■ **Your task**:
With the pictures removed, set down all of the entries below exactly.

■ **The records**:
=== Begin Enclosure ===

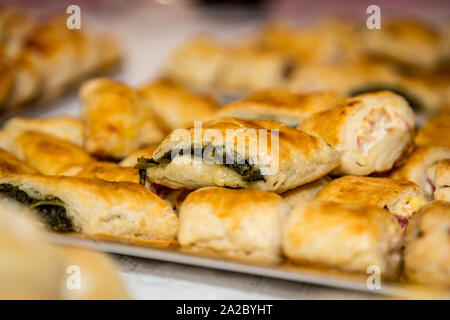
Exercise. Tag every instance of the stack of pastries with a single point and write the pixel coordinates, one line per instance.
(324, 177)
(39, 59)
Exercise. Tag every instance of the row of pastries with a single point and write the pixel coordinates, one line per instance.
(354, 186)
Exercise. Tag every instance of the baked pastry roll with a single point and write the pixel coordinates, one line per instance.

=== End Enclosure ===

■ **Written response**:
Exercise. Tag every instance of the stack of pastries with a single point and write the pixel coordinates, one line per instance.
(324, 177)
(39, 59)
Exercise. Tag every instance of the row of pastries with a single point and write the pixel coordinates, one line per instance.
(354, 186)
Exercise. Tag every instance of the baked pastry roll with a single point and write the pixel coordinates, one line per instance.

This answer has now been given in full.